1.6.1945. – Выдача в австрийском Лиенце англо-американскими союзниками Сталина антикоммунистов, беженцев и эмигрантов-белогвардейцев.

Лиенц как символ нового предательства русских антикоммунистов демократиями

Корольков С.Г. Выдача казаков в Лиенце

В конце советско-германской войны все сформированные в начале 1945 г. части власовской Русской Освободительной Армии (РОА), пытавшейся использовать советско-германскую войну для освобождения России от жидобольшевицкого режима, не сделав ни единого выстрела, сдались англо-американским войскам. Однако натолкнулись на полное непонимание идеи «третьей силы» (против Сталина и Гитлера) и даже на враждебность, у англо-американцев к этому была конкретная причина: русские батальоны, использованные немцами на западном фронте. Руководители РОА пытались объяснить, что Комитет Освобождения Народов России (КОНР, созданный лишь в ноябре 1944 г. в Праге) к этому отношения не имел и не мог этого предотвратить. Они просили для РОА политического убежища и выражали готовность объяснить перед судом, почему оказались союзниками немцев…

Власов, Меандров, а также старые эмигранты ген. С.К. Бородин (командир полка у Туркула), ген. П.Н. Краснов писали меморандумы. Объясняли, что сталинское правительство не имеет полномочий от народа, который постоянно боролся против большевиков (гражданская война, восстания), и РОА продолжает эту борьбу. Поэтому не Сталин должен быть союзником демократий, а Русское Освободительное Движение (РОД). Были коллективные письма королю Георгу VI, в Лигу Наций, в Международный Красный Крест, архиепископу Кентерберийскому, супруге президента США Рузвельта (отмечалось, что при сталинском режиме было убито около 20 миллионов человек). Меандров напоминал о приказе № 270 от 16 августа 1941 г., по которому сдавшиеся в плен советские солдаты считались изменниками и заочно приговаривались к смерти, а их семьи к аресту.

Меандров подбадривал своих солдат, объясняя, что «Соединенные Штаты, поборники свободы и демократии, сумеют «отличить бандитов от идейных борцов и возьмут последних под свою защиту»» [54]. Этим поддерживалась дисциплина, некоторые части приняли участие в восстановительных работах. Кое-кто из старых эмигрантов надеялся на повторение «галлиполийского чуда» (1920)

□ □ □ □ □

:: Задание ::
Продолжите текст о выдаче казаков в Лиенце, начав сразу после его последнего предложения.

□ □ □ □ □

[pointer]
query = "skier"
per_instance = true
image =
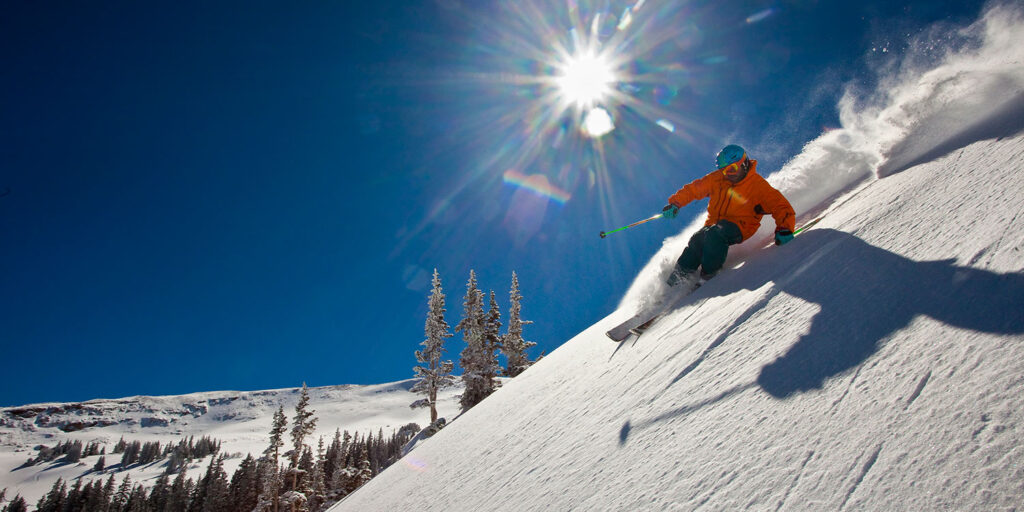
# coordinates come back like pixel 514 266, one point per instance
pixel 739 197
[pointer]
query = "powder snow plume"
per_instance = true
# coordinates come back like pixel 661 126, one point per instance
pixel 952 87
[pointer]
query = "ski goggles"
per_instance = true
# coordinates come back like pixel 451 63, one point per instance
pixel 734 168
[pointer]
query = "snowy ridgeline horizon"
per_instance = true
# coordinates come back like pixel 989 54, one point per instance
pixel 144 438
pixel 875 363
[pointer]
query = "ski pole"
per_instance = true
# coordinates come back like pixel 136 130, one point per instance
pixel 648 219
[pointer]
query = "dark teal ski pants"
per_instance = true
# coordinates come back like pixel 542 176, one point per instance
pixel 708 249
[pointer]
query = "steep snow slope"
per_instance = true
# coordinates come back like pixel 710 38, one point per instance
pixel 876 363
pixel 241 420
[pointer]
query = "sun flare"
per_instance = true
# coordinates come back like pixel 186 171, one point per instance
pixel 586 79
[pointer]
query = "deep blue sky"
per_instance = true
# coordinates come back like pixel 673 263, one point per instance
pixel 214 196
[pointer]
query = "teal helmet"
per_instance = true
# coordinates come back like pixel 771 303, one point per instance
pixel 728 155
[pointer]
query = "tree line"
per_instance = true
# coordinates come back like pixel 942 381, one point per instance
pixel 479 359
pixel 290 475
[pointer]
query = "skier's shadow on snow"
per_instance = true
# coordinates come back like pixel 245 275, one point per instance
pixel 866 294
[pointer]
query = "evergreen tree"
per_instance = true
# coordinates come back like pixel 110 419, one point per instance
pixel 303 425
pixel 276 435
pixel 244 488
pixel 513 344
pixel 493 344
pixel 272 484
pixel 434 374
pixel 16 505
pixel 475 363
pixel 211 492
pixel 136 500
pixel 177 499
pixel 109 489
pixel 317 485
pixel 160 493
pixel 54 500
pixel 341 478
pixel 365 471
pixel 93 497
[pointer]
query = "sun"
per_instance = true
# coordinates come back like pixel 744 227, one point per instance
pixel 586 79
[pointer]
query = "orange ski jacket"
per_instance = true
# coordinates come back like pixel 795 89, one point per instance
pixel 742 204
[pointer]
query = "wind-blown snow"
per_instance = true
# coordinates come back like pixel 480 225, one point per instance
pixel 876 363
pixel 961 86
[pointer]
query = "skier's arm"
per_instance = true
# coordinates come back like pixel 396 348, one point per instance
pixel 698 188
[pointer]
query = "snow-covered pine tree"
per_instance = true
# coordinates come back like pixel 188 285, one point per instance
pixel 434 374
pixel 276 435
pixel 493 343
pixel 244 487
pixel 317 485
pixel 513 344
pixel 474 360
pixel 303 425
pixel 271 484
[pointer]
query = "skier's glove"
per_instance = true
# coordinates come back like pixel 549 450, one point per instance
pixel 782 236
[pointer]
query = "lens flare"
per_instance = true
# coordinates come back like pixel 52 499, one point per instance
pixel 536 97
pixel 598 123
pixel 586 79
pixel 537 183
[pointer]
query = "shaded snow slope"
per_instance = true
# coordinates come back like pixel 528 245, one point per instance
pixel 953 87
pixel 241 420
pixel 877 363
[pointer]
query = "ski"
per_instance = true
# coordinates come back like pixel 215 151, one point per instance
pixel 644 320
pixel 645 317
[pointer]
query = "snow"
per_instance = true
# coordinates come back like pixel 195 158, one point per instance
pixel 876 363
pixel 241 420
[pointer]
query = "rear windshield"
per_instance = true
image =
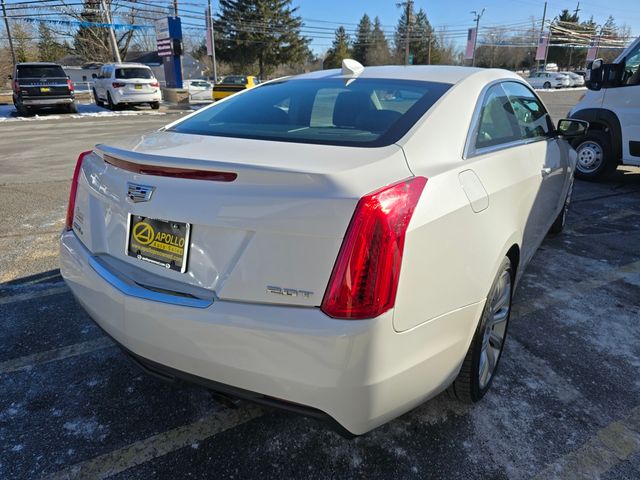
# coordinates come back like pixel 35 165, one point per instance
pixel 234 80
pixel 35 71
pixel 366 112
pixel 133 73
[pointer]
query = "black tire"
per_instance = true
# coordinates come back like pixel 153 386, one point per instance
pixel 558 225
pixel 467 386
pixel 110 104
pixel 595 156
pixel 99 102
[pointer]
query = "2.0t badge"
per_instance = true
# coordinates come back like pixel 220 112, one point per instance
pixel 139 193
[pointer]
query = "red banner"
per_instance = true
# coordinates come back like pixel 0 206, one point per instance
pixel 471 40
pixel 593 49
pixel 543 42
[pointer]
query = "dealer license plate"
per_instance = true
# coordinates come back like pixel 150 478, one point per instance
pixel 163 243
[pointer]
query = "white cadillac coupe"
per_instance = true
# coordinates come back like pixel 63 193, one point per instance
pixel 344 244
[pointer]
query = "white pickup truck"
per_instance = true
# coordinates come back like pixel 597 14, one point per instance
pixel 612 108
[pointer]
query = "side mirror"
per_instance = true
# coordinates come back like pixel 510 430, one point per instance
pixel 570 128
pixel 593 75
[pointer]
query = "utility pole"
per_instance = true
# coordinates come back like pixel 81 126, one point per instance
pixel 407 42
pixel 112 33
pixel 544 17
pixel 6 24
pixel 213 44
pixel 477 18
pixel 546 51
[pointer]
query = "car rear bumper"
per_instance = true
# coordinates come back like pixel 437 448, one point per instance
pixel 360 373
pixel 136 97
pixel 46 102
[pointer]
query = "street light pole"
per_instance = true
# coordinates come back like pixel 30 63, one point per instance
pixel 112 34
pixel 407 32
pixel 6 24
pixel 213 44
pixel 478 16
pixel 544 17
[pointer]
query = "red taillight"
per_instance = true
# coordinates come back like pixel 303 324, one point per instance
pixel 74 189
pixel 365 277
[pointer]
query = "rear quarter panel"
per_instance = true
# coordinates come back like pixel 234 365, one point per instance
pixel 452 253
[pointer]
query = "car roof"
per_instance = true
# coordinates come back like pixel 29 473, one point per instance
pixel 37 64
pixel 126 64
pixel 431 73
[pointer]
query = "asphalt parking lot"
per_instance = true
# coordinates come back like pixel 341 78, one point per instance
pixel 565 404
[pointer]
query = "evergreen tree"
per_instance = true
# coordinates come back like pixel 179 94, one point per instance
pixel 378 52
pixel 568 56
pixel 266 32
pixel 363 39
pixel 49 50
pixel 340 49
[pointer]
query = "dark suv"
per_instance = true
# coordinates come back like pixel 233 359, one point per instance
pixel 39 85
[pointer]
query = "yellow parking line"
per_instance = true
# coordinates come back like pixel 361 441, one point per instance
pixel 28 361
pixel 158 445
pixel 569 291
pixel 610 446
pixel 21 297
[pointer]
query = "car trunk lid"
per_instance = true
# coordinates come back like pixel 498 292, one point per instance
pixel 269 232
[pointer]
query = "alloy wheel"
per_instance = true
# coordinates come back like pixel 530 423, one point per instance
pixel 590 156
pixel 495 329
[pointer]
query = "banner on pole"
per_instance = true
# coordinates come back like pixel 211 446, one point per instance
pixel 471 40
pixel 207 15
pixel 593 49
pixel 543 42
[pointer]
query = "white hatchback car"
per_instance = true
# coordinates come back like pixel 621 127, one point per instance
pixel 126 84
pixel 549 80
pixel 344 244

□ □ □ □ □

:: Ожидаемый ответ ::
Никто из них не знал, что их участь была давно предрешена союзными правительствами. Первые группы вездесущих русских в немецкой форме были захвачены англо-американцами в Северной Африке и тихо выданы в СССР через Египет и Иран, по устной договоренности, еще в 1943 г. В 1944 г. так же стали поступать с пленными, захваченными в Европе. 11 февраля 1945 г. эта договоренность была зафиксирована в Ялте подписанием секретного соглашения между демократиями и Сталиным о выдаче в СССР всех советских граждан по состоянию границ на 1 сентября 1939 г., независимо от их согласия. (Генерал де Голль заключил со Сталиным свое «ялтинское соглашение» 29 июня 1945 г. [55]…)

Выдачи были произведены в разное время, но всегда обманным путем и с большой жестокостью. Освободители Праги (1-я дивизия), Власов и его штаб были выданы американцами уже 12 мая: в расположение обезоруженных власовцев были впущены советские танки, которые расстреливали бегущих людей… Казаки с семьями были выданы англичанами, с сотнями жертв, в мае-июне, 2-я дивизия РОА (уже лишившаяся Трухина, Боярского, Шаповалова, Зверева) под командованием Меандрова была интернирована и ей предстояла депортация в СССР порциями (из нее спаслась десятая часть)…

Таким образом, отказавшись от спасения своих пленных в ходе войны, советское правительство потребовало назад выживших. И теперь уже не только Сталин и Гитлер, но и западные демократии игнорировали Женевскую конвенцию 1929 г. по обращению с пленными, по которой правовое положение пленных «определялось единственно внешним признаком – формой, которую они носили в момент пленения, а не их национальностью» (РОА имела немецкую форму с русскими знаками различия). Хофман отмечает, что западные державы придерживались этого принципа во время войны, поскольку «в армиях Великобритании и США воевало множество представителей других стран, в том числе стран Оси (немецкие и австрийские эмигранты, среди них было много евреев), и их следовало уберечь от опасностей, связанных с пленом… Но война шла к концу, опасность ответных мер уменьшалась, и союзники проявляли все меньше склонности соблюдать Женевскую конвенцию». А по окончании войны они стали рассматривать власовцев «как предателей союзной державы» [56] — вопреки Конвенции, без всякого разбирательства и суда.

Старые эмигранты пытались спасать соотечественников. Перед выдачей остатков 2-й власовской дивизии в Платтлинге (февраль 1946 г.) «Поднялась на ноги почти вся мюнхенская эмиграция. Некоторые горячие головы предлагали совершить нападение на лагерь с разных сторон, но это значило бы бросить вызов американской армии и дать ей повод расправиться со всеми русскими… В лагерь ввозились сотнями ножницы, чтобы прорезать проволоку, и лопаты для подкопа, а для беглецов были приготовлены документы и местожительство. К сожалению, беглецов было мало, и несколько человек было подстрелено», — писал К. Кромиади. (…) [58].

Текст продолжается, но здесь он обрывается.